◆ **What to produce**: Set down exactly, and only, the lines from the one with "Where in the photo above can the digital" to the final line of the entries, both included.

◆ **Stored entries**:

########################################

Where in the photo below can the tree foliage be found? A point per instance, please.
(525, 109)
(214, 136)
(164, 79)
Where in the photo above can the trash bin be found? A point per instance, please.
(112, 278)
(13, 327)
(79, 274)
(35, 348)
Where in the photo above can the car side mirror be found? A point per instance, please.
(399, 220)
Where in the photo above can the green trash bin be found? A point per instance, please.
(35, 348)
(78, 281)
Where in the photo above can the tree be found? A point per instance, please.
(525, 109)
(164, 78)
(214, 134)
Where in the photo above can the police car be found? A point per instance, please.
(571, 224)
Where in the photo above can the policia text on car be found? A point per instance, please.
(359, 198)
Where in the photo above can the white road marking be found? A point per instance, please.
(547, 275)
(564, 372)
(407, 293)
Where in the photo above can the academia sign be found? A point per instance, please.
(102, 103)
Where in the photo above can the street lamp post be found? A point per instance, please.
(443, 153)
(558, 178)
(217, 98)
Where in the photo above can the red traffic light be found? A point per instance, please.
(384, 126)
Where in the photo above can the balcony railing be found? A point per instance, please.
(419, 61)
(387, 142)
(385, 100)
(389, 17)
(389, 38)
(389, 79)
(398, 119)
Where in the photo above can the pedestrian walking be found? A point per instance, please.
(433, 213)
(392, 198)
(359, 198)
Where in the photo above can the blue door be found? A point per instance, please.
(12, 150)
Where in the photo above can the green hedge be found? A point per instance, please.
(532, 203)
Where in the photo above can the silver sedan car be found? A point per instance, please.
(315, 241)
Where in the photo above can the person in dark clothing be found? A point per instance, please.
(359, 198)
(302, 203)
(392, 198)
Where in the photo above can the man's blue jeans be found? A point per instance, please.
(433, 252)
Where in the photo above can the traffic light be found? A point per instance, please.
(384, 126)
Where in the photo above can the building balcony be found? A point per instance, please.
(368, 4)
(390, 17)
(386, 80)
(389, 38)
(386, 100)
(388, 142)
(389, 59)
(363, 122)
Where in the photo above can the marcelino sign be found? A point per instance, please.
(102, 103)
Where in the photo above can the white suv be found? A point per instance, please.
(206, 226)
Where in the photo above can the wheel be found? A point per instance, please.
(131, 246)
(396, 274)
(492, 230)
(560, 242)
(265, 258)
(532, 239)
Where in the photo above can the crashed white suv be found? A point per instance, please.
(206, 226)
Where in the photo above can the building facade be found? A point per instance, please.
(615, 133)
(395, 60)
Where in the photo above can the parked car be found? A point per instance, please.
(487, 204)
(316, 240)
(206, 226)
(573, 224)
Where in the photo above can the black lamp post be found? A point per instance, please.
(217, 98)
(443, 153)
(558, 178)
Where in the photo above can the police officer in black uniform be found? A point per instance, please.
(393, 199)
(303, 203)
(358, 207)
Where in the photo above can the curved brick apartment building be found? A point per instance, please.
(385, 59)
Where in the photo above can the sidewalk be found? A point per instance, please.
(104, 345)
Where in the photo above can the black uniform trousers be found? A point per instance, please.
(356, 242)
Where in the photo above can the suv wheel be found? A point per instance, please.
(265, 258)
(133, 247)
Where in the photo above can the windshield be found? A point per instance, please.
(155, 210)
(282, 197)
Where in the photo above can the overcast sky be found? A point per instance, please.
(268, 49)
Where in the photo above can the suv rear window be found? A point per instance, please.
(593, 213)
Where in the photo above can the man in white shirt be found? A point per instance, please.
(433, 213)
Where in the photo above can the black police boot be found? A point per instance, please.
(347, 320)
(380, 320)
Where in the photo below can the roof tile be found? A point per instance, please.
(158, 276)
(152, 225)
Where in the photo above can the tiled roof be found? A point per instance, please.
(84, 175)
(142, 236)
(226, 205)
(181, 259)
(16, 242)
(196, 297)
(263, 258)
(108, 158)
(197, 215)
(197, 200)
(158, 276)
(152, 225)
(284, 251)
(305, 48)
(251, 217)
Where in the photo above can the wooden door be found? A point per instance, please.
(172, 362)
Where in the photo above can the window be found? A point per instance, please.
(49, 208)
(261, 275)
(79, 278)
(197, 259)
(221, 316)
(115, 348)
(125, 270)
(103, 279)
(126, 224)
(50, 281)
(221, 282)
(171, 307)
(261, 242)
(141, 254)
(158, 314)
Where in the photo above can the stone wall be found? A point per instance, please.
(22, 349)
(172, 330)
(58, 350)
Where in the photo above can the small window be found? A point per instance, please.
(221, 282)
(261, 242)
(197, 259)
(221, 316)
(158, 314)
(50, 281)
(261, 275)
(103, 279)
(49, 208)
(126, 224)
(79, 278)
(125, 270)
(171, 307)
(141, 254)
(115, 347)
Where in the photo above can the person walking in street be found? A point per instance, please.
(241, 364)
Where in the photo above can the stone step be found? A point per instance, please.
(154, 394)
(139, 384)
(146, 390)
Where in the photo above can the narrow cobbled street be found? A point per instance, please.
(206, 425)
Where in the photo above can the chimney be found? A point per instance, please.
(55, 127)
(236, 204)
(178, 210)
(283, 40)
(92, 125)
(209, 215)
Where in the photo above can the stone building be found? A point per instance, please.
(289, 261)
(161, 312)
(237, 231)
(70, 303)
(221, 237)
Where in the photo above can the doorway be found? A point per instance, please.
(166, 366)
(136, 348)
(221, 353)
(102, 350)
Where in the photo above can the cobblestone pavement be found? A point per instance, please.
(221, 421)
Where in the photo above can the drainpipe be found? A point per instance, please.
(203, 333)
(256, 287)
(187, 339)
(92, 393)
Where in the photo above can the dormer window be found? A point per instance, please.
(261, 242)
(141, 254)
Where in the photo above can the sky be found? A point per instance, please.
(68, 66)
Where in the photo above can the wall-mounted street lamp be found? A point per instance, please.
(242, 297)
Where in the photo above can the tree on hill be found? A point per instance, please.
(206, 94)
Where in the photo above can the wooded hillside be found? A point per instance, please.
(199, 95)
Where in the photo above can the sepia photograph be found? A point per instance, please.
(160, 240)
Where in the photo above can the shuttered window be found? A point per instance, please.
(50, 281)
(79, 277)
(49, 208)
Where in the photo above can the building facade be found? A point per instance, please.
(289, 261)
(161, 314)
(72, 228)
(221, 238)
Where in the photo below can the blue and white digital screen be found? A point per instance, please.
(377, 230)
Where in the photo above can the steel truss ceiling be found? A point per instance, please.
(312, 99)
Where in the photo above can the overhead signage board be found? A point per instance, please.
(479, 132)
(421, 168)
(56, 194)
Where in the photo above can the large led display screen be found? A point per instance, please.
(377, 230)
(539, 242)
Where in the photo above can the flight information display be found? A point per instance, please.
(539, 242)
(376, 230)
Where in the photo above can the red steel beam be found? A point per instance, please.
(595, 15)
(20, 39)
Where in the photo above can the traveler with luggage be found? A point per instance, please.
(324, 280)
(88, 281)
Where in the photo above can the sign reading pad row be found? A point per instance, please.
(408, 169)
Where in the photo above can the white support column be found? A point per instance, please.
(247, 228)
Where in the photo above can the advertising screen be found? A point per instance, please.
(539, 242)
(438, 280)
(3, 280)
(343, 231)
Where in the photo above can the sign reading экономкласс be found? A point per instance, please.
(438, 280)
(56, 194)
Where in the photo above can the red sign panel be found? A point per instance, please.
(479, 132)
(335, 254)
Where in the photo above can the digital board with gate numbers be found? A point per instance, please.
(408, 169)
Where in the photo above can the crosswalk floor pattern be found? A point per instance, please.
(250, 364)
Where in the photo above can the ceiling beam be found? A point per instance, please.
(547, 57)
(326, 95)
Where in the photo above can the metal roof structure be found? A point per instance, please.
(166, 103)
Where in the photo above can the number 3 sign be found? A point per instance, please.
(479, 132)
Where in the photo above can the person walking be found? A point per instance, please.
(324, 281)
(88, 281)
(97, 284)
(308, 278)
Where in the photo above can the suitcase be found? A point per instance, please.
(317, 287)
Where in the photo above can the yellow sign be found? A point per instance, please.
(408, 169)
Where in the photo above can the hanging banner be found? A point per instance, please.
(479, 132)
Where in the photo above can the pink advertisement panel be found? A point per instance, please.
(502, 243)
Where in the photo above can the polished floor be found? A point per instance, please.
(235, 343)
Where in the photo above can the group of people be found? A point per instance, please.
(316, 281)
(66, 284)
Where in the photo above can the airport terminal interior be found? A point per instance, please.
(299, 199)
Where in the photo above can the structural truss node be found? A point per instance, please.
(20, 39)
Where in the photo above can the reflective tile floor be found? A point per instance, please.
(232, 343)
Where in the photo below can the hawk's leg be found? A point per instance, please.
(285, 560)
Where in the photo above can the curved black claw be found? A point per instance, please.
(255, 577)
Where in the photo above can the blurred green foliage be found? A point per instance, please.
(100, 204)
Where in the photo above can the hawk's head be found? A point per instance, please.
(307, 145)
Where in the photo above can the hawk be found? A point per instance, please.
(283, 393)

########################################

◆ **Exercise solution**:
Where in the photo above can the digital board with gate numbers be found? A point per instance, please.
(408, 169)
Where in the photo above can the crosswalk floor pattern be found? A point per instance, please.
(250, 364)
Where in the photo above can the ceiling beam be found? A point per instance, please.
(547, 57)
(326, 95)
Where in the photo above can the metal roof structure be found? A point per instance, please.
(166, 103)
Where in the photo above can the number 3 sign be found? A point per instance, please.
(479, 132)
Where in the photo above can the person walking be found? A point per instance, please.
(324, 281)
(88, 281)
(97, 284)
(308, 278)
Where in the photo above can the suitcase be found? A point per instance, please.
(317, 287)
Where in the photo above can the yellow sign be found? A point per instance, please.
(408, 169)
Where in the photo above can the hanging banner be found? A point per instance, please.
(479, 132)
Where in the photo above can the pink advertisement panel be found? A point per instance, please.
(502, 243)
Where in the photo above can the polished floor be found? A point per instance, please.
(235, 343)
Where in the photo above can the group of people be found? A point per instance, please.
(316, 281)
(66, 284)
Where in the photo above can the airport terminal interior be found? A point per instance, please.
(299, 199)
Where in the photo above can the structural truss node be found? A point per instance, please.
(20, 39)
Where in the photo above can the reflective tile floor be found? A point per instance, please.
(232, 343)
Where in the photo below can the hawk's leg be found? A point per instance, please.
(285, 560)
Where in the photo above can the curved black claw be found? A point per instance, please.
(255, 577)
Where in the photo above can the blurred green foliage be found? A point per instance, please.
(100, 204)
Where in the photo above can the hawk's head be found? A point per instance, please.
(307, 145)
Where in the photo above can the hawk be found? A point per instance, please.
(283, 393)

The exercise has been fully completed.